EXERCISE PROMPT:
Please print all the lines below exactly as they are written.

Dataset items:
***
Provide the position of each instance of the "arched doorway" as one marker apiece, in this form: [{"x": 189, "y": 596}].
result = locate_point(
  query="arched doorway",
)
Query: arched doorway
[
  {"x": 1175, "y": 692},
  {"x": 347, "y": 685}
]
***
EXERCISE OUTPUT:
Provide the position of each instance of the "arched doorway" as one marker apiece, in this form: [{"x": 189, "y": 596}].
result = locate_point(
  query="arched doorway",
)
Query: arched doorway
[
  {"x": 1175, "y": 692},
  {"x": 347, "y": 685}
]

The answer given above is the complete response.